Look through the data below for the line with "Target: green shrub", and transcribe it exactly together with each line after it up to and including the line with "Target: rear side window". Give nothing else.

◆ ◆ ◆ ◆

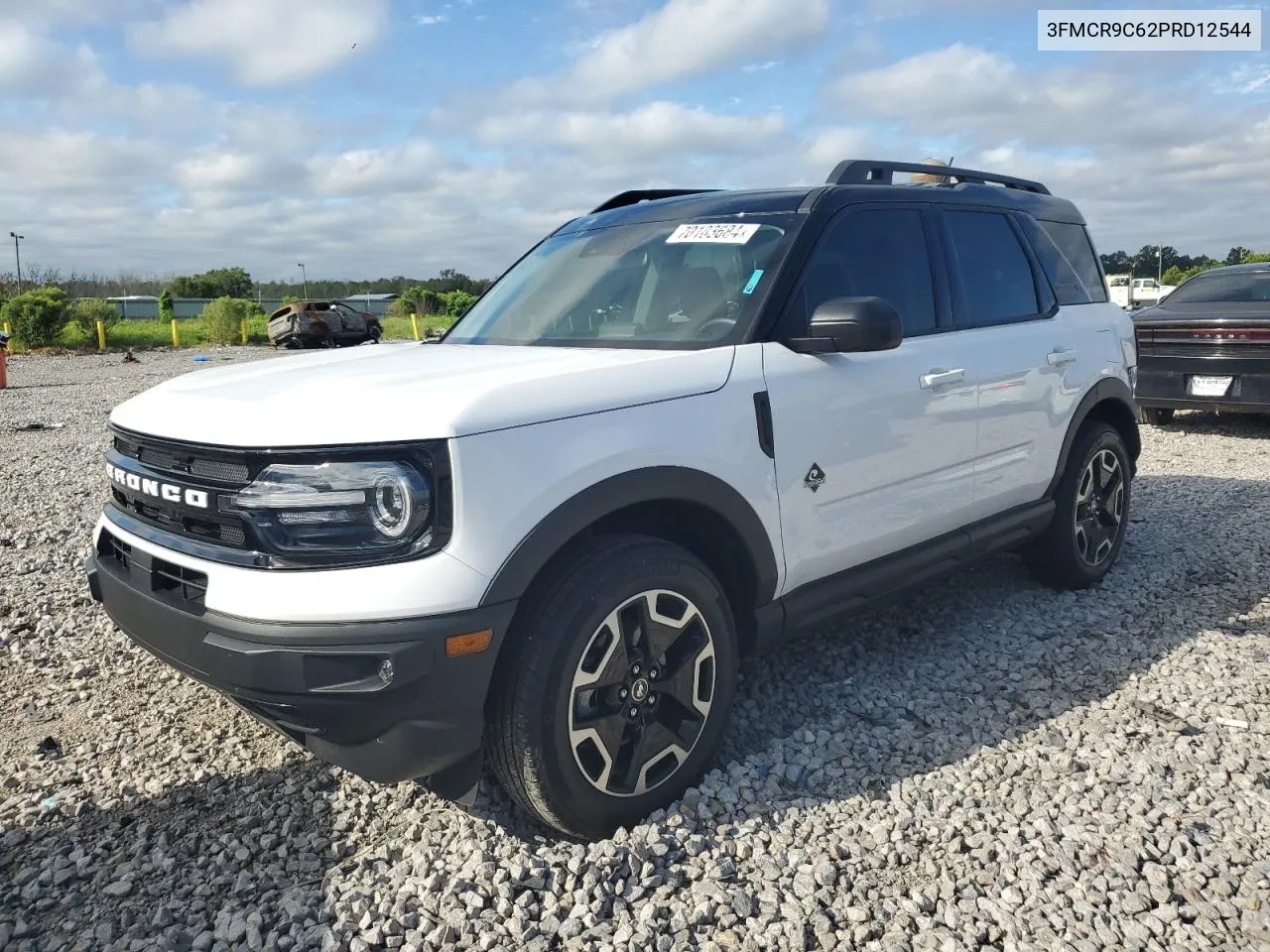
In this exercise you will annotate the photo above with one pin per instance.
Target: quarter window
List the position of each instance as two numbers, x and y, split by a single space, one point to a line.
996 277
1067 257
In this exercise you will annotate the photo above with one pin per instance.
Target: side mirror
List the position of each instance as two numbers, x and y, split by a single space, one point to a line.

◆ ◆ ◆ ◆

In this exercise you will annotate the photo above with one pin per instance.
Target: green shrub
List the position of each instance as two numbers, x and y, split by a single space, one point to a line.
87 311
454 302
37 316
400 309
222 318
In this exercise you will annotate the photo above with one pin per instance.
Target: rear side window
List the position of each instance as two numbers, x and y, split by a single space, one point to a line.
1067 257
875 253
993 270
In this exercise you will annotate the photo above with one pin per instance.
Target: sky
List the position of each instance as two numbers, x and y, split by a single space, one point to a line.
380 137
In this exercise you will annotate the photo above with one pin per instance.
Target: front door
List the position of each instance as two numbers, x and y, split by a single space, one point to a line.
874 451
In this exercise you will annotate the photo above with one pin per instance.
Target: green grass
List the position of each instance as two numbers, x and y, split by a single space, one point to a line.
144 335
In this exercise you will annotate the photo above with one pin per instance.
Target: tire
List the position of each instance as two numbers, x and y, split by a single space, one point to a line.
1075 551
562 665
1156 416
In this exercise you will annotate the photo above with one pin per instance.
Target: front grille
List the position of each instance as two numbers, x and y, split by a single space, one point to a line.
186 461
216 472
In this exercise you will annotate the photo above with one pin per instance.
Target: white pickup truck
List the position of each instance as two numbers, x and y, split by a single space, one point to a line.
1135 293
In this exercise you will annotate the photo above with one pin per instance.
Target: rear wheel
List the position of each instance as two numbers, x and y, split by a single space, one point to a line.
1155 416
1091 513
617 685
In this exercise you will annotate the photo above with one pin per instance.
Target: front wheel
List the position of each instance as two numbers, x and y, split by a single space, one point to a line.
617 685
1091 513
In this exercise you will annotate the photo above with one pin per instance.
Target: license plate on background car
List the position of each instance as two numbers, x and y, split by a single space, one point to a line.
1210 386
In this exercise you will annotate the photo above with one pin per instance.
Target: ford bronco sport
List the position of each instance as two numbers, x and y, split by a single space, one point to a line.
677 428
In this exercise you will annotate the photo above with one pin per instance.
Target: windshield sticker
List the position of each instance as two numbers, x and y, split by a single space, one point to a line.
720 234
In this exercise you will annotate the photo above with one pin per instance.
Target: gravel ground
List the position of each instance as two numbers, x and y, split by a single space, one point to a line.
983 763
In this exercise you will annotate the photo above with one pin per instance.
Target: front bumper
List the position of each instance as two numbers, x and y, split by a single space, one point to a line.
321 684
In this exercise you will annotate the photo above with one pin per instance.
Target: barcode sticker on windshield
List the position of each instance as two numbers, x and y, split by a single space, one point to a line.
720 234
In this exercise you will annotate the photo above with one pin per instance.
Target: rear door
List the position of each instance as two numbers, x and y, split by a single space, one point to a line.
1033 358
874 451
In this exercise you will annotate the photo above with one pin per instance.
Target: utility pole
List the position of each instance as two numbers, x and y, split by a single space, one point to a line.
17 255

◆ ◆ ◆ ◆

### YOUR SOLUTION
Target: green shrub
List the position of each instance as two numbers, x and y, split by a single space, one point to a line.
87 311
454 302
37 316
400 309
222 318
In this exercise you will annotate the photo above with one pin per instance.
Target: rear side window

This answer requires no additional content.